● TASK INSTRUCTIONS
From the blog post below on private school practices, list every stage of handling teachers that its second invitation question names.

I have a genuine appreciation for what these institutions can offer. I am by no stretch of the imagination a private- school-basher (as some would characterize anyone who dares point out that good private schools often spend much more per child than nearby public schools). Anything but. I am a realist. I am an analyst. I have written extensively about private school spending and characteristics in this report: http://nepc.colorado.edu/publication/private-schooling-US

That said, this blog post is intended to START a conversation. This blog post is an invitation and is specifically an invitation to headmasters, deans and other administrators and board members at leading private independent schools around the country. You can e-mail me officially, by name and school affiliation, or you can, if you choose to, remain anonymous, as long as you are willing to allow me to at least list your “title” and a brief descriptor of the school you represent (for example: Head of Upper School, Highly Selective Independent Day School in Northeastern City). There are two issues I invite you to address:

What is your perspective on the importance of class size, either from the perspective of “effectiveness” (on student outcomes) or marketing? Do you feel that class size is important? Why? What drives your decisions about class size in your school? Feel free to stray outside these narrow questions.
What are your thoughts on the recruitment, selection, retention, evaluation and compensation of teachers? (yeah… that’s a lot, but feel free to focus on one or two). What is your ideal approach to teacher evaluation? What is the current approach in your school, and what are the strengths/weaknesses? Have you changed that approach over time? Who are the key players in the evaluation process and what are their roles? How are evaluations used (dismissal?). How is compensation structured? Is it performance based and if so, by what types of measures? Feel free to elaborate on other related issues not listed here.

You may use the comment section below, or you may e-mail me at educpolicy@gmail.com. If you post in the comments below, you must provide me with a valid e-mail for determining that you are, in fact, who you claim. Comments are held for approval. If you wish to remain anonymous, send an e-mail to the above address and provide me with the relevant – Title – School Descriptor – for how you wish to be identified (that is, not identified). Identify specifically which information in your e-mail you wish for me to post (more importantly, if there’s anything you want to say, but don’t want posted).

Thanks!

Bruce D. Baker

============================

Ron Reynolds of The California Association of Private School Organizations Responds, with a focus on CLASS SIZE:

============================

Dr. Baker,

Sorry this took me so long, but work beckons…

In the interest of full disclosure, I am neither the headmaster, dean, administrator, or board member of “a leading private independent school,” nor do my views necessarily reflect or represent those of any such persons. I am the executive director of the California Association of Private School Organizations, a statewide association of private school administrative units and service agencies affiliated with the Council for American Private Education. The views that follow are my own.

(Dataset rows)

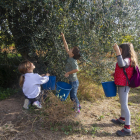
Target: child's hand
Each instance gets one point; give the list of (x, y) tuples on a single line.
[(62, 35), (66, 75), (47, 74), (116, 47)]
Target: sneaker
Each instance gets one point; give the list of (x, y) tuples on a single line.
[(123, 133), (79, 107), (26, 104), (78, 111), (117, 121), (37, 104)]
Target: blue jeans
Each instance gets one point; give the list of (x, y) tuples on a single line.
[(73, 93)]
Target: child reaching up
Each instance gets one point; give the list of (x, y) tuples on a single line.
[(30, 83), (127, 59), (71, 70)]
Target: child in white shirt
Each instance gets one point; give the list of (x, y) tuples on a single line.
[(30, 83)]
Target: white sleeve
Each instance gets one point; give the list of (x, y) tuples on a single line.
[(41, 80)]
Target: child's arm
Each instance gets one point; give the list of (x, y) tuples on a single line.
[(121, 62), (65, 43), (71, 72), (116, 48)]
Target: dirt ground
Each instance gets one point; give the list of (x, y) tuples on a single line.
[(16, 123)]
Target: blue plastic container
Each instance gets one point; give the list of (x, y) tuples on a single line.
[(50, 85), (109, 88), (62, 90)]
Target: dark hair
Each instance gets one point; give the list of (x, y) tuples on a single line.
[(129, 52), (125, 51), (76, 53)]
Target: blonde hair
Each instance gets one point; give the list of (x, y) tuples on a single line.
[(134, 60), (23, 66), (129, 52)]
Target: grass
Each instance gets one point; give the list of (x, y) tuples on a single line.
[(88, 89), (6, 93)]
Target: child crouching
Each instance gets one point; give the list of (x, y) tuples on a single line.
[(30, 83)]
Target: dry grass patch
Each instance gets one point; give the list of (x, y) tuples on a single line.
[(88, 89)]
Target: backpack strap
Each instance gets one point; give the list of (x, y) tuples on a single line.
[(126, 77)]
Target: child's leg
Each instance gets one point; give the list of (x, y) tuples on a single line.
[(123, 97), (26, 103), (36, 101), (73, 93)]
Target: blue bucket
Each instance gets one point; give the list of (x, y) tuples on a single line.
[(50, 85), (109, 88), (62, 90)]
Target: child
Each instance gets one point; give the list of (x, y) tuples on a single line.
[(127, 59), (71, 69), (30, 83)]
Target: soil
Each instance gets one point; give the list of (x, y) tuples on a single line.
[(19, 124)]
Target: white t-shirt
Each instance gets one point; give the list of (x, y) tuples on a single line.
[(31, 86)]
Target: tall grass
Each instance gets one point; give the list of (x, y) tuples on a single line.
[(88, 89)]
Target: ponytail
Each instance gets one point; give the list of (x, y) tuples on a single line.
[(21, 81)]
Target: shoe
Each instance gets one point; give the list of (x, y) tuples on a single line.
[(26, 104), (123, 133), (117, 121), (37, 104), (79, 107)]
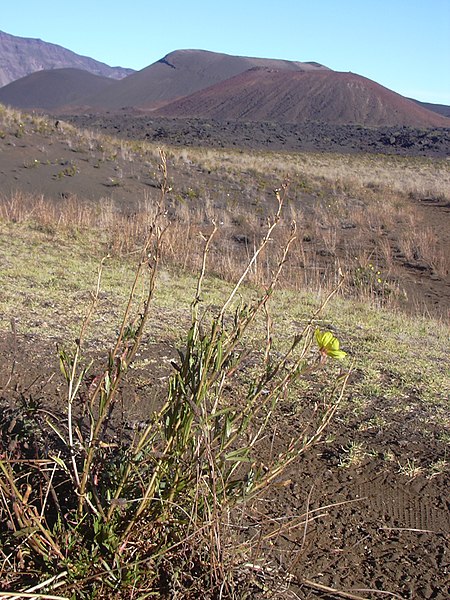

● WORKED SOLUTION
Recruitment, selection, retention, evaluation, compensation